● ACTIVITY
Reproduce, word for word, every line starting at the line that contains "Per instance of the orange" and ending with the final line of the entries.

● Records contained in a dataset
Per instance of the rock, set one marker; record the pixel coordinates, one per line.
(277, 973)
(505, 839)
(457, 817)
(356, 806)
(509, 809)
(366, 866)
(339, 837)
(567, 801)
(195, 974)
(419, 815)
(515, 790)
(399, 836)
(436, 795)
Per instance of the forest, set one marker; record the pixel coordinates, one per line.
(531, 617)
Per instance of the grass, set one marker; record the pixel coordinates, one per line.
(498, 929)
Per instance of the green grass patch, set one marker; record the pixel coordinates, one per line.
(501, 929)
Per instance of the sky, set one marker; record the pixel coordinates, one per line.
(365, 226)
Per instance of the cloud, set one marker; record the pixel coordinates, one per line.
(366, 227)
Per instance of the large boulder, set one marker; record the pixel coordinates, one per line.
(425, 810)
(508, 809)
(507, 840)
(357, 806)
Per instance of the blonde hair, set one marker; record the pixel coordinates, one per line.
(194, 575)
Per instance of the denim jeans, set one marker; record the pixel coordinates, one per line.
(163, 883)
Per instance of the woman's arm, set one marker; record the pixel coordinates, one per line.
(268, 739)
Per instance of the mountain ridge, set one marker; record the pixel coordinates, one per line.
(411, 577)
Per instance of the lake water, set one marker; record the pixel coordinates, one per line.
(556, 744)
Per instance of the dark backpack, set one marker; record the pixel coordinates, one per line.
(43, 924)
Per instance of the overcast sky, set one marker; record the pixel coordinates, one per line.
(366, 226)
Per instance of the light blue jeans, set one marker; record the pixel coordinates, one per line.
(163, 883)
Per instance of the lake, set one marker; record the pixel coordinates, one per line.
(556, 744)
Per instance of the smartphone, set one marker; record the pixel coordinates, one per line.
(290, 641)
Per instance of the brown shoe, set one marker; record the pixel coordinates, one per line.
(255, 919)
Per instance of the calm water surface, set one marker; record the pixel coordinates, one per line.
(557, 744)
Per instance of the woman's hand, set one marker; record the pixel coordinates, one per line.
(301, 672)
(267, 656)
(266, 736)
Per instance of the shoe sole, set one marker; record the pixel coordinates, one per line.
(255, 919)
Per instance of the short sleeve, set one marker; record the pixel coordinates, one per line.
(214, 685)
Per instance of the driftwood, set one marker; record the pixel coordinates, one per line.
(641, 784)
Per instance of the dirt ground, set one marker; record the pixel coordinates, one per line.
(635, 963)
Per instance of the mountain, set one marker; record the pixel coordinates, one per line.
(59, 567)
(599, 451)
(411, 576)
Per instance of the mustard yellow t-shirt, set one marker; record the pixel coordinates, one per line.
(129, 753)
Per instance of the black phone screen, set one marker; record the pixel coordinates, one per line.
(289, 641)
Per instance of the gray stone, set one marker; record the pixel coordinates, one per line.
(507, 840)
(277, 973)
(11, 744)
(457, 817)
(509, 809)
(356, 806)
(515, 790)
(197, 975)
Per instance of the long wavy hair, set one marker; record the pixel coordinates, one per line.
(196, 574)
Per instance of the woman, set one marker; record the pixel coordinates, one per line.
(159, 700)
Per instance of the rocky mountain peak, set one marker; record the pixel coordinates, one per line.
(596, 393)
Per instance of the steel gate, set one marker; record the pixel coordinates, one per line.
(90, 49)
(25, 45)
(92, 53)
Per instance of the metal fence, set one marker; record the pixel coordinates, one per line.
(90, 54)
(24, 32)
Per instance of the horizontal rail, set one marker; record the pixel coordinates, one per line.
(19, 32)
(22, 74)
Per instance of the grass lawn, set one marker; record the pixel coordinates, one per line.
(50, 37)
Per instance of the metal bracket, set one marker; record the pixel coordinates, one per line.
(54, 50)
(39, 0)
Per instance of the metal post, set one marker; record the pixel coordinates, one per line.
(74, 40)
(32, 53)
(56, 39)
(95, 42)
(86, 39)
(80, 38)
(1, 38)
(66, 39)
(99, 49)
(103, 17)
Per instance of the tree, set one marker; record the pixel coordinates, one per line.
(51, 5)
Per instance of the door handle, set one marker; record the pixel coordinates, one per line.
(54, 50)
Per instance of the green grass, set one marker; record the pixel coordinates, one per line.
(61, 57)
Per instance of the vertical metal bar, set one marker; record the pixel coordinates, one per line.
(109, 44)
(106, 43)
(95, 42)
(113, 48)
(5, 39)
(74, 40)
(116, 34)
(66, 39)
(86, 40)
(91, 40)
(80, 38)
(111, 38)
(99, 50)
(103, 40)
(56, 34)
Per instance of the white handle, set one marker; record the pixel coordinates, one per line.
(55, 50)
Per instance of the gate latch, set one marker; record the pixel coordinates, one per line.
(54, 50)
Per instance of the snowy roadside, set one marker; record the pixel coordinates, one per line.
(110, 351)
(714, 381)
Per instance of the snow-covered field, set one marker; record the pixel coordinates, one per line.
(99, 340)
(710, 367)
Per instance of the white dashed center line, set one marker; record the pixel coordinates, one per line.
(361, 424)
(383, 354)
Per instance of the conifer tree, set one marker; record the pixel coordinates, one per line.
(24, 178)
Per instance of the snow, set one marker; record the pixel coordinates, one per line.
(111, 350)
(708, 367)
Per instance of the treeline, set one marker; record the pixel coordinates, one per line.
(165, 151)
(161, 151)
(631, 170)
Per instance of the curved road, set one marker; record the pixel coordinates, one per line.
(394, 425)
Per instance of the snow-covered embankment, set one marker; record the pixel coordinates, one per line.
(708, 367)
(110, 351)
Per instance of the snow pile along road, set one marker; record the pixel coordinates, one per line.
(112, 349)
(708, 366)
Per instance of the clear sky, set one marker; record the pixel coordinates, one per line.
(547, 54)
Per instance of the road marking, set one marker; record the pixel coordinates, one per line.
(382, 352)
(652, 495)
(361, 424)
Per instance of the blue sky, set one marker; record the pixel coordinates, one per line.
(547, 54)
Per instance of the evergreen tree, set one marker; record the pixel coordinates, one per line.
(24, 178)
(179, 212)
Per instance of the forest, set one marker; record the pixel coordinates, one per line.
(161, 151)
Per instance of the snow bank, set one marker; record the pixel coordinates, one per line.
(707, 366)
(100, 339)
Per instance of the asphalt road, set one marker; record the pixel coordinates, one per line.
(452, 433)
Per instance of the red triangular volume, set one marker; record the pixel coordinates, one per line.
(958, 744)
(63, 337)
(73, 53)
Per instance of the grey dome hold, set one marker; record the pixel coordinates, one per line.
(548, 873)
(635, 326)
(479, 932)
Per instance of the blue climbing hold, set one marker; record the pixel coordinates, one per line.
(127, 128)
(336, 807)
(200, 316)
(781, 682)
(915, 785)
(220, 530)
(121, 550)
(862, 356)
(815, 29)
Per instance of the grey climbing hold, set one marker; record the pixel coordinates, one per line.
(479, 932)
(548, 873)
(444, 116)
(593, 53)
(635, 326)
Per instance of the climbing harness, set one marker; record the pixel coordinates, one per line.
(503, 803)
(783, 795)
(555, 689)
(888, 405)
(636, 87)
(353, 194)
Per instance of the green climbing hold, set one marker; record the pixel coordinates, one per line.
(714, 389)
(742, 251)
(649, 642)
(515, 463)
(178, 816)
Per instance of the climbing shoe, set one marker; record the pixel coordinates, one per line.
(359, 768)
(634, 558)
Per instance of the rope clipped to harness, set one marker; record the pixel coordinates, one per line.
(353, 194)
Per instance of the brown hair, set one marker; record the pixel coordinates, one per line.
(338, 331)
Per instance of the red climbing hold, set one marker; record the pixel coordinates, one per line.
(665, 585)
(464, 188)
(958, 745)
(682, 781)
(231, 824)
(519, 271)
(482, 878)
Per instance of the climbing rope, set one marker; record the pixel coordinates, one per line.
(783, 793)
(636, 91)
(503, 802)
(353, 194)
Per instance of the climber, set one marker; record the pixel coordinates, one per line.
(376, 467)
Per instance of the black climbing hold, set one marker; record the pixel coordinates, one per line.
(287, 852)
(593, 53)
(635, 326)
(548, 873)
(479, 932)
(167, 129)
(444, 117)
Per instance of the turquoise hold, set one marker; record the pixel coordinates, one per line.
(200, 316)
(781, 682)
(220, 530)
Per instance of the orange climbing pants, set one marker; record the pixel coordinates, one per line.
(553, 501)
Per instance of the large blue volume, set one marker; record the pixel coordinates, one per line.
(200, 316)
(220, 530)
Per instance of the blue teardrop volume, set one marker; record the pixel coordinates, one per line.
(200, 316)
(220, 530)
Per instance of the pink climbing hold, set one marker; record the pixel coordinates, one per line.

● RESULT
Per instance of the orange climbing pants, set one marker; record the pixel coordinates, one per line.
(553, 501)
Per instance of the large blue volume, set one marker; record the pixel coordinates, one per line.
(200, 316)
(220, 530)
Per instance of the blue teardrop volume, set one marker; record the pixel coordinates, one per line.
(200, 316)
(220, 530)
Per instance of the pink climbing hold, set one marker; record the pixel coordinates, one per line.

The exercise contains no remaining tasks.